情報発信LED照明を用いた新情報提供サービスのイメージ
図4 情報発信LED照明を用いた新情報提供サービスのイメージ(出典:富士通)

 技術的に画期的なのは、もちろんLED光に情報を載せる部分だ。その仕組みは図5に見るように、光の各色の成分をごくわずかずつ時間に従って変化させ、「0」と「1」の光の波のパターンを作り出す技術が基本になる。

 デモシステムでは図1、2のLED照明の横に写る白いブックサイズの筐体がその信号を送るコントローラーになっているが、この装置は将来的には照明器具内(例えばLED電球の内部)に格納できる。コントローラーにID情報を格納してLED出力を制御することで、光に信号を載せられる。

 スマートフォンの側では、内蔵のカメラ(一般的な品質のもの)で光の変化を捉え、アプリがID情報に変換する。物体に反射した光を利用するため、照明の色は物体の色などによって影響を受けるが、その影響はアプリ側で補正してからデジタル情報に変換する。

# [提示データ]
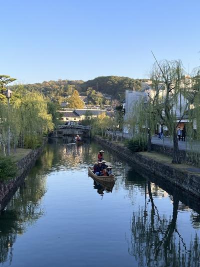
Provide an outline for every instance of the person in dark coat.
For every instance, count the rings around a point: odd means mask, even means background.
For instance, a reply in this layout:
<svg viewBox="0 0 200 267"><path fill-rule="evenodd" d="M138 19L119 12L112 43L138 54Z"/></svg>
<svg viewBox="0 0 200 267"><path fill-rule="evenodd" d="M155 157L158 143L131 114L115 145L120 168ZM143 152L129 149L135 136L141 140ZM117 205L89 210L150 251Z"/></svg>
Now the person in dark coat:
<svg viewBox="0 0 200 267"><path fill-rule="evenodd" d="M98 176L100 176L102 175L102 163L100 162L98 162L98 165L96 167L96 172L95 173L96 175L98 175Z"/></svg>
<svg viewBox="0 0 200 267"><path fill-rule="evenodd" d="M94 173L96 173L97 171L96 170L97 170L98 164L98 162L96 162L96 161L94 163L94 165L93 167L93 172Z"/></svg>
<svg viewBox="0 0 200 267"><path fill-rule="evenodd" d="M184 142L186 141L186 126L184 126L184 129L182 130L182 141L184 141Z"/></svg>

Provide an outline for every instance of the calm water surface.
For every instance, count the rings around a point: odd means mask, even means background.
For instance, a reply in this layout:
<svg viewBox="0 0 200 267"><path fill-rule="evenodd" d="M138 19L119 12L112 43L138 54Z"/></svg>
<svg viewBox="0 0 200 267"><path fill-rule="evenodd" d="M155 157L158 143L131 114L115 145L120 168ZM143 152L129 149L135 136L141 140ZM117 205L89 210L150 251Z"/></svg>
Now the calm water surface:
<svg viewBox="0 0 200 267"><path fill-rule="evenodd" d="M2 266L200 266L198 201L105 148L115 185L94 185L102 148L46 145L0 216Z"/></svg>

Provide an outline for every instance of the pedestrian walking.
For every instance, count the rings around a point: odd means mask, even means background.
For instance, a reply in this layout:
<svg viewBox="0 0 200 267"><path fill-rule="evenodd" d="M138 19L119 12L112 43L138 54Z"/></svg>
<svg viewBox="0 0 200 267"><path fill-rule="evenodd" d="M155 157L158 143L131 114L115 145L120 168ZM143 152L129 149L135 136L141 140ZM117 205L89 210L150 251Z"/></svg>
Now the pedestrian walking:
<svg viewBox="0 0 200 267"><path fill-rule="evenodd" d="M182 130L182 141L184 142L186 141L186 126L184 125L184 129Z"/></svg>
<svg viewBox="0 0 200 267"><path fill-rule="evenodd" d="M178 142L180 142L180 136L182 136L182 131L180 130L180 127L178 127L178 130L177 131L177 135L178 137Z"/></svg>

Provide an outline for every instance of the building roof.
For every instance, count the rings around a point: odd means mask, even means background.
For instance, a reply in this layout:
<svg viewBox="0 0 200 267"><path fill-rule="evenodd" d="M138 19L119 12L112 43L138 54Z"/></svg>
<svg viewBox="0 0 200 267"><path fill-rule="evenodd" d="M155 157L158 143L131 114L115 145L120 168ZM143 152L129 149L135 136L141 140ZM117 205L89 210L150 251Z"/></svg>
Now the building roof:
<svg viewBox="0 0 200 267"><path fill-rule="evenodd" d="M196 94L198 93L196 91L189 91L189 92L183 92L182 95L185 97L190 103L192 104L194 99L194 97Z"/></svg>
<svg viewBox="0 0 200 267"><path fill-rule="evenodd" d="M64 112L62 114L62 118L78 118L79 117L75 112Z"/></svg>
<svg viewBox="0 0 200 267"><path fill-rule="evenodd" d="M104 112L106 115L111 117L114 114L114 111L108 111L104 109L64 109L64 111L60 111L62 117L80 117L84 116L86 113L90 113L92 116L98 116Z"/></svg>
<svg viewBox="0 0 200 267"><path fill-rule="evenodd" d="M79 116L85 115L86 113L92 114L93 116L98 116L104 112L105 112L108 116L110 116L113 114L113 111L108 111L106 110L94 110L94 109L75 109L74 112L76 112Z"/></svg>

# [課題一覧]
#1 提示データの行のうち、冒頭から「141L186 126L184 126L184」を含む行まで(両端を含む)を、そのまま書き出してください。画像は答えに含めない。
#2 LED照明の光に情報を載せる技術についての抜粋を、最後の文の後から書き継ぐ。

# [解答]
#1
Provide an outline for every instance of the person in dark coat.
For every instance, count the rings around a point: odd means mask, even means background.
For instance, a reply in this layout:
<svg viewBox="0 0 200 267"><path fill-rule="evenodd" d="M138 19L119 12L112 43L138 54Z"/></svg>
<svg viewBox="0 0 200 267"><path fill-rule="evenodd" d="M155 157L158 143L131 114L115 145L120 168ZM143 152L129 149L135 136L141 140ZM117 205L89 210L150 251Z"/></svg>
Now the person in dark coat:
<svg viewBox="0 0 200 267"><path fill-rule="evenodd" d="M98 176L100 176L102 175L102 163L100 162L98 162L98 165L96 167L96 172L95 173L96 175L98 175Z"/></svg>
<svg viewBox="0 0 200 267"><path fill-rule="evenodd" d="M94 173L96 173L97 171L96 170L97 170L98 164L98 162L96 162L96 161L94 163L94 165L93 167L93 172Z"/></svg>
<svg viewBox="0 0 200 267"><path fill-rule="evenodd" d="M184 142L186 141L186 126L184 126L184 129L182 130L182 141L184 141Z"/></svg>

#2
LED照明の光に情報を載せ、スマートフォンで復元する仕組み
図5 LED照明の光に情報を載せ、スマートフォンで復元する仕組み(出典:富士通)

従来の近距離情報通信技術との違いは?

 このように商品や展示物からID情報などを受け取る技術には、NFCタグ(RFIDタグなど)、QRコード、光の点滅でデジタル情報を表現する可視光通信、Bluetoothなどがある。これらと「情報発信LED照明」技術との違いは主に3つだ。

 特別な読み取り装置が不要で、タグやシールの貼付などにより対象物の美観を損ねることなく、また照明個別に異なる情報を付与できる。従来技術との比較を表1に示すが、店舗や美術館、博物館などでの利用が進まなかった欠点をクリアする特徴を持つ。